What this task involves » Every line of the records below should be restated exactly.

Stored data »
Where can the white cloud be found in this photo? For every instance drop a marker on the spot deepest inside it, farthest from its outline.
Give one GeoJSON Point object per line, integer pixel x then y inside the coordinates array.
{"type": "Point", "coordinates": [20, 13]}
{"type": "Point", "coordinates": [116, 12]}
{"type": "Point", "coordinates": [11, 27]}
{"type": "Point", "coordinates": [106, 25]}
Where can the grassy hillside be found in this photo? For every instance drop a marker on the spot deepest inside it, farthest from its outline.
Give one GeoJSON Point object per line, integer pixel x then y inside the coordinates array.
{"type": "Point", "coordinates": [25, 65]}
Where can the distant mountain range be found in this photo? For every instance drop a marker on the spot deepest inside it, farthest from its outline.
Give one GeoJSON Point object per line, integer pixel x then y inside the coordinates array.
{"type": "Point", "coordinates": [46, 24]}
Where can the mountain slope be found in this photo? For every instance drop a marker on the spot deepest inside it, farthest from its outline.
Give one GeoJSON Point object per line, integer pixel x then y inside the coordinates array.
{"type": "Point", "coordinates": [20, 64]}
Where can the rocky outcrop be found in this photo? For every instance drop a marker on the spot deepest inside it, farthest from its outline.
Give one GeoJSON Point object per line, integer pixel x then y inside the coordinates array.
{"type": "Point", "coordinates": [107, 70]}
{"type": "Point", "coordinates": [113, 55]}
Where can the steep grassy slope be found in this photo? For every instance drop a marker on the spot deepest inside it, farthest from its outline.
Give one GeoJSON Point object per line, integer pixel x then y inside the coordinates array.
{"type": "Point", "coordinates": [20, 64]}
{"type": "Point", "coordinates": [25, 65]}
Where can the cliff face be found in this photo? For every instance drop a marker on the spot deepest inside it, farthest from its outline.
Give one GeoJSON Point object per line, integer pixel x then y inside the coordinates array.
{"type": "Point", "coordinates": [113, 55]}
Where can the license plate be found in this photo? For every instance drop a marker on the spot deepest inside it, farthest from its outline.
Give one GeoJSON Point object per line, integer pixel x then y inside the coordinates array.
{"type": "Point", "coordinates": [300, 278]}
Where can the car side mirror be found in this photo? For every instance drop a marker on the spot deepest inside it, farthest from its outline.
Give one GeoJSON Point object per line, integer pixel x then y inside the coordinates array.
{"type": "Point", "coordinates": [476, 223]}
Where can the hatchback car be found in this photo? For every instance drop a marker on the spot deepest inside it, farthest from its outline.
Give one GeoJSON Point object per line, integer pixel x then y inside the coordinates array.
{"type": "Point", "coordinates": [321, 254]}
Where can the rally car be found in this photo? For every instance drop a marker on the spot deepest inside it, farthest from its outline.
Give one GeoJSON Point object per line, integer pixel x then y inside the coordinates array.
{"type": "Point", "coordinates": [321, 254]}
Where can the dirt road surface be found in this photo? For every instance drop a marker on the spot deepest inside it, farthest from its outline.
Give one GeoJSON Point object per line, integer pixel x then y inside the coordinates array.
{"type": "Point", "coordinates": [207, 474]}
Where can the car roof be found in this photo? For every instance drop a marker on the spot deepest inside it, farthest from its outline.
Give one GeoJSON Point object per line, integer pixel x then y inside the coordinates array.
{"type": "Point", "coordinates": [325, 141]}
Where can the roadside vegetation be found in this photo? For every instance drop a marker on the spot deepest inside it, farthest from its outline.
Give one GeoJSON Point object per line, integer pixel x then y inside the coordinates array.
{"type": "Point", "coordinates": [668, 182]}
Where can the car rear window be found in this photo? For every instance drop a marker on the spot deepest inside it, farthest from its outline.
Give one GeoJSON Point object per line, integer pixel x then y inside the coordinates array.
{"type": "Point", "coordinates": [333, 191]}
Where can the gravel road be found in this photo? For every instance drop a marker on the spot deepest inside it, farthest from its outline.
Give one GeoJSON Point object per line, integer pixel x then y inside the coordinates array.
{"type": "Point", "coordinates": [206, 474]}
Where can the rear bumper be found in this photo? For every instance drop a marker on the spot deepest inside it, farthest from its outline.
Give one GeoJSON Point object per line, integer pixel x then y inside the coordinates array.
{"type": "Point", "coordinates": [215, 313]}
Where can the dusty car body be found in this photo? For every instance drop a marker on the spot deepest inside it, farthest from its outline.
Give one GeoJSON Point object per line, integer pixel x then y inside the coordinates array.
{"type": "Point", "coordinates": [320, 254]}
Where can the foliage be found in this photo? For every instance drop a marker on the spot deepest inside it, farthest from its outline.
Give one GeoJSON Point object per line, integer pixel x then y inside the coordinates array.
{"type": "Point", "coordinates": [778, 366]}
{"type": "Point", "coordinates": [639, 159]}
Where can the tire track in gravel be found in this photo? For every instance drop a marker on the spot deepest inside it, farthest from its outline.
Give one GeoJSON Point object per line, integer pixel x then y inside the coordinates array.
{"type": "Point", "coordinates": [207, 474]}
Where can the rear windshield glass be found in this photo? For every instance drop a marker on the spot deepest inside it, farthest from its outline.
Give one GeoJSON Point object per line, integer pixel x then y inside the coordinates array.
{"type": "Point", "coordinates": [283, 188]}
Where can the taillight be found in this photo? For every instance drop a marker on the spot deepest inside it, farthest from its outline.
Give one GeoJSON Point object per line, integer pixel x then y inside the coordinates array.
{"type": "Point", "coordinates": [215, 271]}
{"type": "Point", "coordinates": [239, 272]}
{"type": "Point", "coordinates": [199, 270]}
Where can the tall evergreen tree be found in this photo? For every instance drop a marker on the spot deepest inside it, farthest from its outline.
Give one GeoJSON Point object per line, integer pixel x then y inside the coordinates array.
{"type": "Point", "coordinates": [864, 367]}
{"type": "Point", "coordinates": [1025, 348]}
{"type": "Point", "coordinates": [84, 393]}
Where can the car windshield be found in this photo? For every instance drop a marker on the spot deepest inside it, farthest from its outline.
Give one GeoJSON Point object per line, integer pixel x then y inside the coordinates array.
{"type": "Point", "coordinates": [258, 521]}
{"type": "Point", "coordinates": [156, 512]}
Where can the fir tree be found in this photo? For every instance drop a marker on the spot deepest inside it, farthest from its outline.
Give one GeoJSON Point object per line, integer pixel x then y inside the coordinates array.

Written solution »
Where can the white cloud be found in this photo? For every instance drop a marker on the spot deepest inside it, farthest from its outline.
Give one GeoJSON Point object per line, integer pixel x then y inside the coordinates array.
{"type": "Point", "coordinates": [20, 13]}
{"type": "Point", "coordinates": [116, 12]}
{"type": "Point", "coordinates": [11, 27]}
{"type": "Point", "coordinates": [106, 25]}
Where can the grassy hillside be found in this photo? For every instance drop a marker on the spot deepest inside it, farthest from its outline.
Give one GeoJSON Point object per line, integer pixel x then y inside the coordinates array.
{"type": "Point", "coordinates": [25, 65]}
Where can the distant mountain range be found in this photo? For every instance drop a marker on the spot deepest inside it, farthest from its outline.
Give one GeoJSON Point object per line, integer pixel x then y inside the coordinates array.
{"type": "Point", "coordinates": [46, 24]}
Where can the mountain slope be found in this photo? For every instance drop a marker on the spot deepest inside it, farthest from its outline.
Give one GeoJSON Point object per line, integer pixel x then y inside the coordinates array.
{"type": "Point", "coordinates": [20, 64]}
Where can the rocky outcrop be found in this photo? For every instance drop a marker on the spot deepest inside it, farthest from its outline.
Give one GeoJSON Point object per line, integer pixel x then y inside the coordinates array.
{"type": "Point", "coordinates": [107, 70]}
{"type": "Point", "coordinates": [113, 55]}
Where can the steep grassy slope be found in this photo? For every instance drop a marker on the spot deepest inside it, farthest from its outline.
Give one GeoJSON Point object per line, integer pixel x then y inside the coordinates array.
{"type": "Point", "coordinates": [20, 64]}
{"type": "Point", "coordinates": [25, 65]}
Where can the cliff face be found in this photo? For every instance drop a marker on the spot deepest inside it, farthest from its outline.
Give one GeoJSON Point object per line, integer pixel x then y inside the coordinates array.
{"type": "Point", "coordinates": [113, 55]}
Where can the license plate be found in this photo? For every instance drop a marker on the spot deepest inside it, farthest from its outline.
Give one GeoJSON Point object per line, integer pixel x then y inside the coordinates array.
{"type": "Point", "coordinates": [300, 278]}
Where can the car side mirror be found in this photo? For every instance drop a marker on the spot deepest inside it, farthest from its outline.
Give one GeoJSON Point object per line, integer pixel x then y inside the coordinates array.
{"type": "Point", "coordinates": [476, 223]}
Where can the hatchback car be found in this photo? For every instance drop a marker on the spot deepest inside it, farthest from its outline.
Give one GeoJSON Point object per line, integer pixel x then y inside the coordinates array.
{"type": "Point", "coordinates": [321, 254]}
Where can the rally car be found in this photo? For every instance drop a marker on the spot deepest inside it, farthest from its outline.
Give one GeoJSON Point object per line, integer pixel x then y inside the coordinates array.
{"type": "Point", "coordinates": [321, 254]}
Where can the dirt road surface be found in this photo? For every instance drop a marker on the spot deepest inside it, farthest from its outline.
Give one GeoJSON Point object per line, integer pixel x then y inside the coordinates array.
{"type": "Point", "coordinates": [207, 474]}
Where can the car roof be found in this photo? For every instance drop a marker on the spot deepest inside it, farthest from its outline.
Give one GeoJSON Point object per line, integer pixel x then y inside the coordinates array.
{"type": "Point", "coordinates": [325, 141]}
Where can the roadside vegetation be found in this photo? For every instance drop a marker on the spot deepest inside it, farthest from its outline.
Give one GeoJSON Point object per line, integer pixel x then y inside the coordinates array.
{"type": "Point", "coordinates": [668, 182]}
Where can the car rear window be found in this photo? For every instance drop a marker on the spot deepest inside it, farthest from its outline.
Give one GeoJSON Point object per line, integer pixel x then y inside the coordinates array.
{"type": "Point", "coordinates": [333, 191]}
Where can the gravel road be found in this photo? For every instance drop a marker on the spot deepest inside it, farthest from its outline.
Give one GeoJSON Point object per line, integer pixel x then y inside the coordinates array.
{"type": "Point", "coordinates": [206, 474]}
Where can the rear bumper be found in this photo? For every instance drop a marker on the spot deepest inside it, farthest from its outline.
Give one GeoJSON Point object per line, integer pixel x then y inside the coordinates array.
{"type": "Point", "coordinates": [215, 313]}
Where can the dusty car body be found in this photo? For every instance drop a marker on the spot deepest inside it, farthest from its outline.
Give one GeoJSON Point object per line, integer pixel x then y inside the coordinates array.
{"type": "Point", "coordinates": [320, 254]}
Where can the foliage be found in this photo? For every instance drop a marker on the spot deepest inside it, farthest from its outline.
Give one GeoJSON Point object per line, integer pixel x then y inside the coordinates array.
{"type": "Point", "coordinates": [778, 366]}
{"type": "Point", "coordinates": [639, 159]}
Where can the tire track in gravel be found in this photo? For every instance drop a marker on the spot deepest inside it, farthest from its outline.
Give one GeoJSON Point object per line, integer pixel x then y inside the coordinates array.
{"type": "Point", "coordinates": [207, 474]}
Where can the rear windshield glass be found in this photo? For every instance drop a marker on the spot deepest inside it, farthest from its outline.
Give one GeoJSON Point object per line, integer pixel x then y inside the coordinates array.
{"type": "Point", "coordinates": [283, 188]}
Where can the taillight be found in this photo? For every instance drop a marker on the spot deepest inside it, farthest from its outline.
Give one GeoJSON Point object per line, integer pixel x then y inside the coordinates array.
{"type": "Point", "coordinates": [215, 271]}
{"type": "Point", "coordinates": [239, 272]}
{"type": "Point", "coordinates": [199, 270]}
Where can the tall evergreen tree be found in this photo? For every instance drop a marker on the spot deepest inside it, farthest from its outline.
Give one GeoJSON Point object per line, integer pixel x then y inside the coordinates array.
{"type": "Point", "coordinates": [864, 367]}
{"type": "Point", "coordinates": [1025, 348]}
{"type": "Point", "coordinates": [84, 393]}
Where can the car windshield be found in this photo? For every instance drop a marker on the spot deepest inside it, farthest from its outline.
Give one GeoJSON Point object per line, integer pixel x then y inside the coordinates array.
{"type": "Point", "coordinates": [258, 521]}
{"type": "Point", "coordinates": [156, 512]}
Where can the fir tree be found in this photo? For every instance drop a marker on the spot deepest inside it, farthest from its outline.
Give one GeoJSON Point object per line, integer pixel x then y inside the coordinates array.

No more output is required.